Given exercise: Turn the stretch of rows below, from the start through the line containing "x=146 y=502", into a numbered list, leaving out blank lines and pictures.

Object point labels
-- -- --

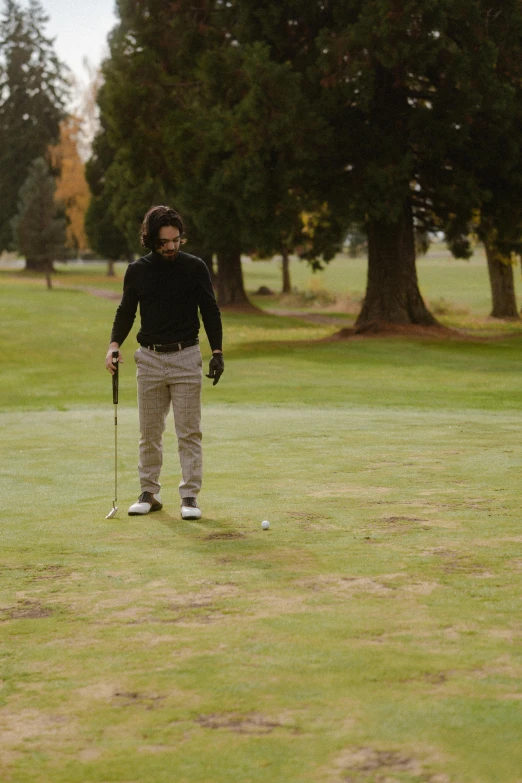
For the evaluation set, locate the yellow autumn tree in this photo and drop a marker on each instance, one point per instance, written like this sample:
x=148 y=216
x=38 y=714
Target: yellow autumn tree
x=72 y=189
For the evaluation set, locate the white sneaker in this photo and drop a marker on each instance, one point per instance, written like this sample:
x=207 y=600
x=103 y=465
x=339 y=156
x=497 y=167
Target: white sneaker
x=190 y=509
x=146 y=502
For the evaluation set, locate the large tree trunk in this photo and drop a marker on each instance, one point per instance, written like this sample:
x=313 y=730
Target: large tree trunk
x=33 y=265
x=230 y=287
x=286 y=273
x=392 y=292
x=502 y=283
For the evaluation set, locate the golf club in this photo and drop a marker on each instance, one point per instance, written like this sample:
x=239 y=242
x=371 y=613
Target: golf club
x=115 y=356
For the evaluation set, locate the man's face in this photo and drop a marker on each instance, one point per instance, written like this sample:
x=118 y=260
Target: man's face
x=169 y=241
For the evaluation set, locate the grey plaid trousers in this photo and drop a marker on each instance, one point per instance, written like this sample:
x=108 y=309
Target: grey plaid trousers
x=165 y=380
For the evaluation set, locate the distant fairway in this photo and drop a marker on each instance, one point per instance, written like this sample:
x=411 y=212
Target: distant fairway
x=372 y=634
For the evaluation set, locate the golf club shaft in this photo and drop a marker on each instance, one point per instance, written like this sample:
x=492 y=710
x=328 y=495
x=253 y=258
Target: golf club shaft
x=115 y=388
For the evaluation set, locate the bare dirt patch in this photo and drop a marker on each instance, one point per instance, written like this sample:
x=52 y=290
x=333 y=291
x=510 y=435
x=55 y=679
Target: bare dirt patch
x=451 y=561
x=358 y=765
x=224 y=536
x=385 y=584
x=136 y=699
x=253 y=723
x=401 y=524
x=25 y=610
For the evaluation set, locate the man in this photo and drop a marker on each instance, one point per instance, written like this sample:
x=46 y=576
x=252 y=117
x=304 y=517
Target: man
x=169 y=286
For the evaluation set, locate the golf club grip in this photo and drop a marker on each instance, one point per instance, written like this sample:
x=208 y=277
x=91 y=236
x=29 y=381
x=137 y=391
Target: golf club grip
x=115 y=355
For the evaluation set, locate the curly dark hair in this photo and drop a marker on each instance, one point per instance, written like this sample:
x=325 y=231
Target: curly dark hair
x=154 y=220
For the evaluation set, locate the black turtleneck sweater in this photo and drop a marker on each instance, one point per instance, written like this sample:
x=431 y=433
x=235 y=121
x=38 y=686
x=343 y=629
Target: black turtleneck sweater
x=169 y=293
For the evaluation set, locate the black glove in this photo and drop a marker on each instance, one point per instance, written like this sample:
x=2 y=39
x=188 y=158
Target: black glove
x=216 y=367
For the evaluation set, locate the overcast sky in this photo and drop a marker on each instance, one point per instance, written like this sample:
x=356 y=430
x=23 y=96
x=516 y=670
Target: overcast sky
x=80 y=29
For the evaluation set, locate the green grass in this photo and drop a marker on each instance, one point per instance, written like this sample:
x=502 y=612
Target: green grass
x=372 y=634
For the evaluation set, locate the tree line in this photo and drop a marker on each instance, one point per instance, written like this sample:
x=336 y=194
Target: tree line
x=274 y=126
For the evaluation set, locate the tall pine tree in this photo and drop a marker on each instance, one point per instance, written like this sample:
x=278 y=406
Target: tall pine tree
x=39 y=229
x=33 y=91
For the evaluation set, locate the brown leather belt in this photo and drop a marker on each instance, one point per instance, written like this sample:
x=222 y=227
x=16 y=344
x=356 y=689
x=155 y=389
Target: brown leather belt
x=171 y=347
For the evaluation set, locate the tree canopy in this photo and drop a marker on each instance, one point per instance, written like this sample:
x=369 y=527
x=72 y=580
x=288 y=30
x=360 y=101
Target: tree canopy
x=33 y=91
x=250 y=114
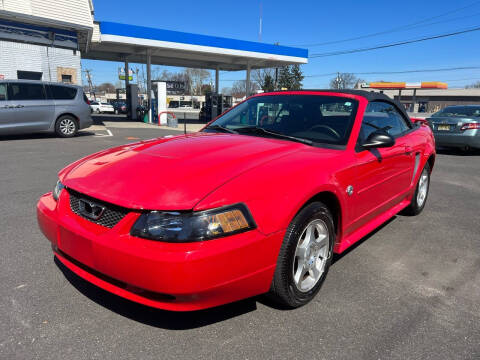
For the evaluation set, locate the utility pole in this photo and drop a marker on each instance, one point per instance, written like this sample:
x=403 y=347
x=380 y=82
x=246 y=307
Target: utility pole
x=276 y=72
x=261 y=24
x=338 y=81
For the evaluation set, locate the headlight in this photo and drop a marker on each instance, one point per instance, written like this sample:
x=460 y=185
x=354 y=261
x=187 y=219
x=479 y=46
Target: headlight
x=193 y=226
x=57 y=190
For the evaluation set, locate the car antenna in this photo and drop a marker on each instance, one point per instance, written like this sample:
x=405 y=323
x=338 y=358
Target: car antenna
x=184 y=123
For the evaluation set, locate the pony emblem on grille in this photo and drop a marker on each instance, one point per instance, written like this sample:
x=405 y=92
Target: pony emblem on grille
x=91 y=210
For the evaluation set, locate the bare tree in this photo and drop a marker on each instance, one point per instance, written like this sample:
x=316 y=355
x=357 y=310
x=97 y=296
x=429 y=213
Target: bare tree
x=107 y=87
x=264 y=78
x=239 y=88
x=198 y=78
x=343 y=81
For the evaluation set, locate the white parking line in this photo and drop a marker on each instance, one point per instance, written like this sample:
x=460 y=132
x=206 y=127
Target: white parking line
x=109 y=133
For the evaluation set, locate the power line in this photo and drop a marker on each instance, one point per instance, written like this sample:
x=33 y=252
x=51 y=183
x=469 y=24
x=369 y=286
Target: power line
x=344 y=52
x=395 y=29
x=401 y=71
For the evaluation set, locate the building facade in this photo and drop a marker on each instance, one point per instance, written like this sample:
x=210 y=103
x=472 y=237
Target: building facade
x=43 y=39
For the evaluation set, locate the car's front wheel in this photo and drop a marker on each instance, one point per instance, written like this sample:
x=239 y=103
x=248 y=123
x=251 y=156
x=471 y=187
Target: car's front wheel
x=421 y=193
x=305 y=256
x=66 y=126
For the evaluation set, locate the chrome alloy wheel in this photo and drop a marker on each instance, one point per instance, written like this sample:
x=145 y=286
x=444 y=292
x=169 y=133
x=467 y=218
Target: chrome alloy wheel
x=311 y=255
x=67 y=126
x=422 y=188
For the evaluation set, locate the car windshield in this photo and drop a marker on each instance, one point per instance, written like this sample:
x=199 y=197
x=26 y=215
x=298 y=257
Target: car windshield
x=458 y=111
x=314 y=118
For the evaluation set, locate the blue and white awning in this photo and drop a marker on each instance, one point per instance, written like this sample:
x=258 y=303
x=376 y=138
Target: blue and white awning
x=175 y=48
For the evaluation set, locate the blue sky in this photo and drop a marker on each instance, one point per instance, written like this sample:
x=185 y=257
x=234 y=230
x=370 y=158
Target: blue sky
x=311 y=22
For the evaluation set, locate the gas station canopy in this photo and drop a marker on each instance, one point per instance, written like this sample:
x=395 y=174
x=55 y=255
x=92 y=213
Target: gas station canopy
x=116 y=42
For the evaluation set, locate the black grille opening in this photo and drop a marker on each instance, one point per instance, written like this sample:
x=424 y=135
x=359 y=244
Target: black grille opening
x=110 y=216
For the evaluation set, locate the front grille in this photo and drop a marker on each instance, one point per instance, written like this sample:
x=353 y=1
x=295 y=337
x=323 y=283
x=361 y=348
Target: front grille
x=110 y=217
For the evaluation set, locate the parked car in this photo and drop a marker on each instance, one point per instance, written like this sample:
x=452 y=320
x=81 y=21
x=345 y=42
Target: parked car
x=120 y=107
x=101 y=107
x=256 y=202
x=457 y=126
x=28 y=106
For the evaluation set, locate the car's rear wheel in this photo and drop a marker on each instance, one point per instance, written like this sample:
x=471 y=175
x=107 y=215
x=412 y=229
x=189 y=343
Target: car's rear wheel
x=421 y=193
x=66 y=126
x=305 y=256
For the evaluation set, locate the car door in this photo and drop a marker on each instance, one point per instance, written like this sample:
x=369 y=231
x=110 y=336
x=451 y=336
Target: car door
x=6 y=111
x=383 y=175
x=33 y=111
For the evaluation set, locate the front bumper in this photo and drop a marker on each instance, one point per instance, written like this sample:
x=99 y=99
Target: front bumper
x=469 y=138
x=179 y=277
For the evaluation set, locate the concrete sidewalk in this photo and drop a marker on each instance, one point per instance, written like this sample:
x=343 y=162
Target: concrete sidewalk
x=140 y=125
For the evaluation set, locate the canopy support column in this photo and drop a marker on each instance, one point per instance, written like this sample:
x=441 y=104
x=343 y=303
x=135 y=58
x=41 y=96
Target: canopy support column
x=247 y=83
x=149 y=85
x=127 y=89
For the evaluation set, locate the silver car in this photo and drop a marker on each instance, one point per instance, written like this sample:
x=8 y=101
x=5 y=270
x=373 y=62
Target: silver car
x=457 y=126
x=34 y=106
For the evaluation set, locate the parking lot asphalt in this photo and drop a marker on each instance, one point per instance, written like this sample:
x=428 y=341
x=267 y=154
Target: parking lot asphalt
x=410 y=290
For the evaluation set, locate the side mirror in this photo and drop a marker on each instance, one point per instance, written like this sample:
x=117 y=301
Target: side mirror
x=378 y=139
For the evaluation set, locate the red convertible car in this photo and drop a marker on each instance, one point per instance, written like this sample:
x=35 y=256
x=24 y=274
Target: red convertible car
x=256 y=202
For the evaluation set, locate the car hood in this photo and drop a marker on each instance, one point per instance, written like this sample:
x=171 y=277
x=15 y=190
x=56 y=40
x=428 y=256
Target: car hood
x=171 y=173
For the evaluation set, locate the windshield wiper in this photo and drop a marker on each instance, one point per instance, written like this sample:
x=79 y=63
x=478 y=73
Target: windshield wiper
x=258 y=129
x=221 y=128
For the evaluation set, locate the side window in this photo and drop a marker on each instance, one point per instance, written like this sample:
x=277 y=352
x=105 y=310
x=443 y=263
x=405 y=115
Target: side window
x=382 y=116
x=59 y=92
x=3 y=92
x=26 y=91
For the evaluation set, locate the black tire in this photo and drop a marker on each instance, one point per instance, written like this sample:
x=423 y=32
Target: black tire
x=416 y=206
x=283 y=289
x=66 y=126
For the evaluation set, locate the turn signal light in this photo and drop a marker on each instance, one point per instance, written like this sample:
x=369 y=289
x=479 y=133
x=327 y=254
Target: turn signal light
x=470 y=126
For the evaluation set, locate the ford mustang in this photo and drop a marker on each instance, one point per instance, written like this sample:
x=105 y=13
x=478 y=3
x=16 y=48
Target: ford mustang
x=256 y=202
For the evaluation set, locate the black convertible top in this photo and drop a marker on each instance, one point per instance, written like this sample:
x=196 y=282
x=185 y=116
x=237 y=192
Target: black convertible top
x=369 y=95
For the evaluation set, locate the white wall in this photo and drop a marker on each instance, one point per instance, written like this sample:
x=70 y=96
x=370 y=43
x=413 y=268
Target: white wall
x=29 y=57
x=78 y=12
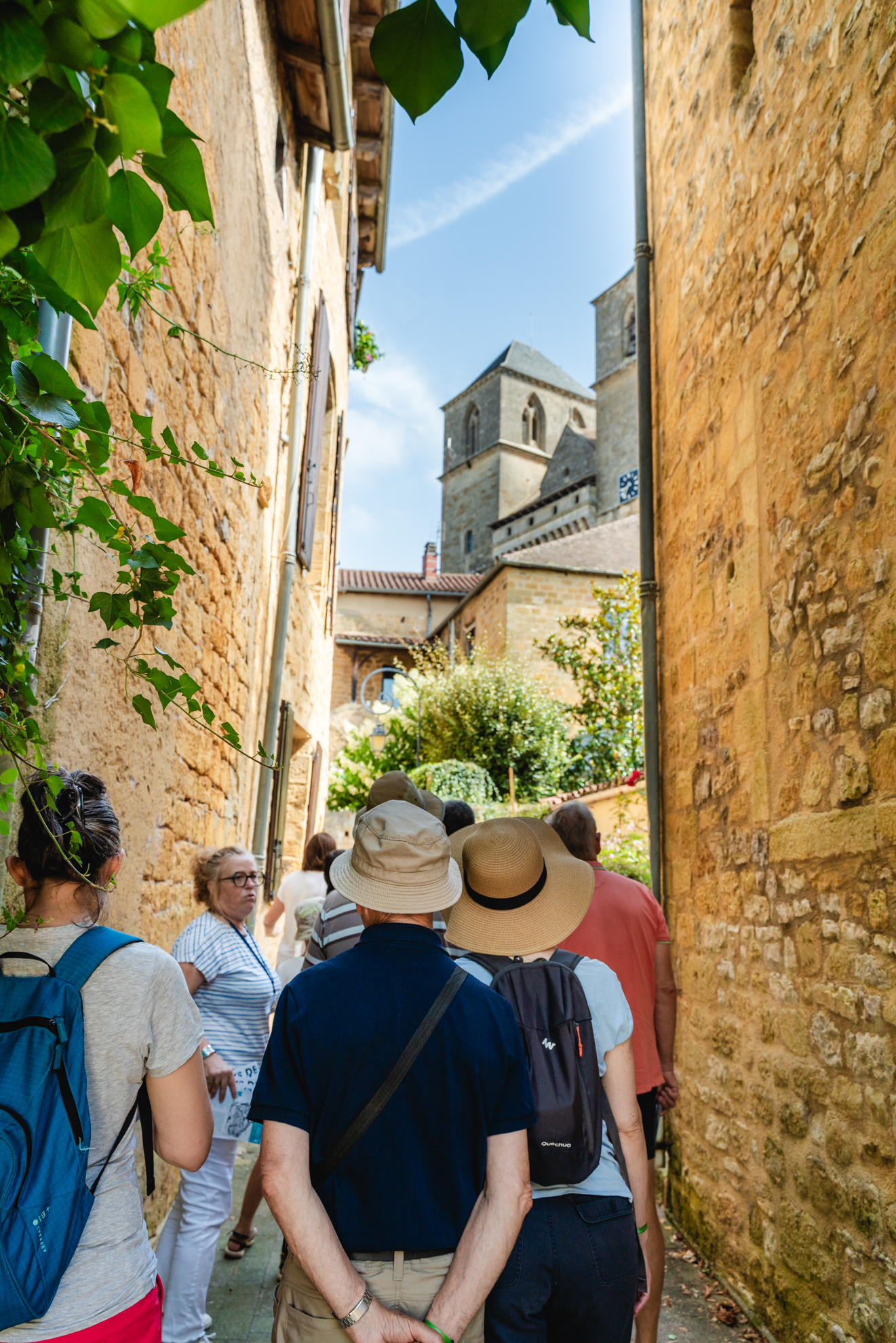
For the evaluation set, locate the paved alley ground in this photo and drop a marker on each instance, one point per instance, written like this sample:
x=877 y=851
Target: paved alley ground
x=695 y=1310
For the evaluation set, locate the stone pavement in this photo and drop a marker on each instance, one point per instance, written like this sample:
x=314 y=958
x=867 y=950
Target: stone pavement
x=241 y=1296
x=696 y=1307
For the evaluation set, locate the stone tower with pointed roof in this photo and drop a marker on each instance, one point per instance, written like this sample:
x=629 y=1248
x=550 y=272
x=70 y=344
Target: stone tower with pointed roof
x=500 y=437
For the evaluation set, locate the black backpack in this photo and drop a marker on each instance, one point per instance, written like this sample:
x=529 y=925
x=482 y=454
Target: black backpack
x=553 y=1017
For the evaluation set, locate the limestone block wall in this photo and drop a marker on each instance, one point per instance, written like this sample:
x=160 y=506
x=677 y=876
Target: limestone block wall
x=180 y=789
x=774 y=227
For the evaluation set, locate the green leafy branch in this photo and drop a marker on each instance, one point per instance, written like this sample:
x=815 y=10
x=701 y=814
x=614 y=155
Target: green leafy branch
x=418 y=54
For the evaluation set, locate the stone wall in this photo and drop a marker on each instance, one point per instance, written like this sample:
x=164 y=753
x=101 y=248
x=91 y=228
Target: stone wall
x=774 y=226
x=179 y=789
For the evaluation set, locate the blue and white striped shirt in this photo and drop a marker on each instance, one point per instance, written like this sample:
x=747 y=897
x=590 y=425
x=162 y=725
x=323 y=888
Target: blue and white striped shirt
x=239 y=993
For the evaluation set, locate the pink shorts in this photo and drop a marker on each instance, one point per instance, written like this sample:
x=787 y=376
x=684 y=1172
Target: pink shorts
x=140 y=1323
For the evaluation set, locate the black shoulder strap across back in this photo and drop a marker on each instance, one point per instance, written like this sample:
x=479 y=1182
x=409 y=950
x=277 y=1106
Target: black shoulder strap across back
x=400 y=1072
x=145 y=1129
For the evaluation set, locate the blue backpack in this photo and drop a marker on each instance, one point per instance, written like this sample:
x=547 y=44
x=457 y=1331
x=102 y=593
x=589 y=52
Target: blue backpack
x=45 y=1125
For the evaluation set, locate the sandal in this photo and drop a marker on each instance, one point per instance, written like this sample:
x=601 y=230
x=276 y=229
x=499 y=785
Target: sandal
x=242 y=1244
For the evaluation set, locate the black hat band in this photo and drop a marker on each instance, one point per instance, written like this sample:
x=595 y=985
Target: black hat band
x=515 y=901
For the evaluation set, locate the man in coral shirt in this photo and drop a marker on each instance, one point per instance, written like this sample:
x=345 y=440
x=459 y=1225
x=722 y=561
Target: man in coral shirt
x=626 y=929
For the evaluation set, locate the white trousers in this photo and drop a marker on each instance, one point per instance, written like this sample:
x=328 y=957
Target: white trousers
x=189 y=1239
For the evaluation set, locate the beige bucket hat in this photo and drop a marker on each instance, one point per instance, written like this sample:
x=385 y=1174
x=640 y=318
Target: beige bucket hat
x=401 y=863
x=523 y=889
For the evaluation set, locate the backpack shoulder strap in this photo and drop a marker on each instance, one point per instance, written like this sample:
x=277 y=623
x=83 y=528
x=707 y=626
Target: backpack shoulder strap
x=566 y=958
x=492 y=963
x=89 y=951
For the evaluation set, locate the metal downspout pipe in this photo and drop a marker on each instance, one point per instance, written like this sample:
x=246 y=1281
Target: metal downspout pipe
x=330 y=22
x=54 y=334
x=293 y=467
x=649 y=587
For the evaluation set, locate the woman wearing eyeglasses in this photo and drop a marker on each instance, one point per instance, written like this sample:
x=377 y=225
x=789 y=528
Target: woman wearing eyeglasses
x=235 y=992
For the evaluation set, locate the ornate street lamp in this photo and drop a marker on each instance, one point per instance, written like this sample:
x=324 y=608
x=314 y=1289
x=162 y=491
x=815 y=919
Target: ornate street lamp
x=379 y=735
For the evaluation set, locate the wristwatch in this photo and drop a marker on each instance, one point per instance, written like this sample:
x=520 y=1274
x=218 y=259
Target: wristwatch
x=356 y=1312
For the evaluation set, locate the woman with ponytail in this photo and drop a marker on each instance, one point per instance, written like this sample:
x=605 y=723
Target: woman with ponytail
x=138 y=1024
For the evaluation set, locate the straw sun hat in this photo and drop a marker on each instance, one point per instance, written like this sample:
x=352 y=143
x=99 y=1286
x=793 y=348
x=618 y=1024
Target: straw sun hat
x=523 y=889
x=401 y=863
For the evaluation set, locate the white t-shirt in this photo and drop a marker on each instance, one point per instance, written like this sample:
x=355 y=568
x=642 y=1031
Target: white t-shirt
x=293 y=892
x=138 y=1018
x=241 y=989
x=612 y=1024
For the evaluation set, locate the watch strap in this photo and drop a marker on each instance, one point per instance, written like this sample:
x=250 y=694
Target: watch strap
x=357 y=1312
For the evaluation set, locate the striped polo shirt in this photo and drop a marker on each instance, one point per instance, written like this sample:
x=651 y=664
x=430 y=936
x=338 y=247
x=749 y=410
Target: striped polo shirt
x=338 y=929
x=241 y=989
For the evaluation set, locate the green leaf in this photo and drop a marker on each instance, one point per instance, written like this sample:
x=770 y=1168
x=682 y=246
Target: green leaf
x=23 y=47
x=174 y=128
x=144 y=708
x=125 y=46
x=27 y=386
x=156 y=79
x=183 y=176
x=54 y=410
x=30 y=269
x=52 y=108
x=81 y=190
x=486 y=23
x=131 y=109
x=94 y=415
x=416 y=53
x=70 y=45
x=575 y=14
x=85 y=261
x=101 y=18
x=26 y=164
x=53 y=378
x=135 y=208
x=156 y=14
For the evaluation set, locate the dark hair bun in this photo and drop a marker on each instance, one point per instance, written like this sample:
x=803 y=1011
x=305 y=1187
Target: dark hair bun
x=68 y=833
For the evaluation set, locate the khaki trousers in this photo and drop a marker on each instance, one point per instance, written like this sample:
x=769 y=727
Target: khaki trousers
x=301 y=1314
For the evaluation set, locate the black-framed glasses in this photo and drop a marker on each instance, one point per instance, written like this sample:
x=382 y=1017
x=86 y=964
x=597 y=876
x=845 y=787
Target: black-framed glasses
x=242 y=878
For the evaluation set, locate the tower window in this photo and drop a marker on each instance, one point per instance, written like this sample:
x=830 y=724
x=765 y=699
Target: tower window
x=629 y=332
x=532 y=429
x=741 y=41
x=472 y=431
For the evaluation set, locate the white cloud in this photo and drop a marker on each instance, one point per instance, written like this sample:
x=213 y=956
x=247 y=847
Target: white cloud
x=391 y=497
x=450 y=203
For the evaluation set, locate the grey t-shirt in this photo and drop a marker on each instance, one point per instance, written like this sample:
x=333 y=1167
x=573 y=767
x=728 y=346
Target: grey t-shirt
x=138 y=1018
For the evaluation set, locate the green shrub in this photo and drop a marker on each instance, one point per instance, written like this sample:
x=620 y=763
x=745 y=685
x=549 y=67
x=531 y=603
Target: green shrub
x=457 y=779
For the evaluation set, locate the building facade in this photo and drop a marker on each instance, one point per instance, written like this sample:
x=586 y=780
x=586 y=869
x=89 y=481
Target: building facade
x=531 y=457
x=180 y=789
x=771 y=137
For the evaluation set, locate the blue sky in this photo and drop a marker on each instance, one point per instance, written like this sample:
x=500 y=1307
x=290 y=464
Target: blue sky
x=511 y=208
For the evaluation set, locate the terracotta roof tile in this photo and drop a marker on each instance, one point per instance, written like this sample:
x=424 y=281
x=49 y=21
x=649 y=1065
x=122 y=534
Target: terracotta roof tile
x=397 y=581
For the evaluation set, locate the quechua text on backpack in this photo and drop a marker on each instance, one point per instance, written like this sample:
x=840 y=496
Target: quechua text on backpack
x=553 y=1017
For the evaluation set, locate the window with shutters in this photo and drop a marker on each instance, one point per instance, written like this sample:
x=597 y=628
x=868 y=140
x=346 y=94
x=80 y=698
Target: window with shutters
x=313 y=435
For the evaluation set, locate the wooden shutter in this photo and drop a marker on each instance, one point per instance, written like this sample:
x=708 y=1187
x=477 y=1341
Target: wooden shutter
x=313 y=435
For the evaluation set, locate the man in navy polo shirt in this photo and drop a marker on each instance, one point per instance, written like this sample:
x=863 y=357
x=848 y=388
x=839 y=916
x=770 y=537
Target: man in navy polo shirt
x=409 y=1233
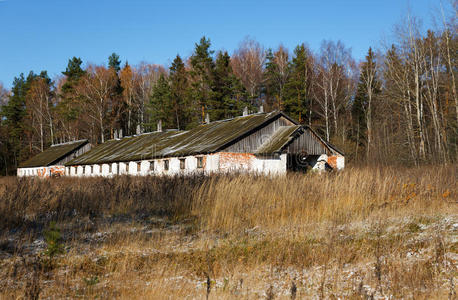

-- -- --

The output:
1. For the evaluation set, locate the yellow autumn tree in this photo and drop a marker on each instance, one point per instance, written like this sample:
2. x=148 y=216
3. x=38 y=714
4. Target: yellow autumn tree
5. x=72 y=189
6. For the evaluation set, locate the white sneaker in this photo and drop a marker on each instance, one point per instance, written like this sample:
7. x=207 y=600
8. x=103 y=465
9. x=339 y=156
10. x=497 y=167
11. Target: white sneaker
12. x=190 y=509
13. x=146 y=502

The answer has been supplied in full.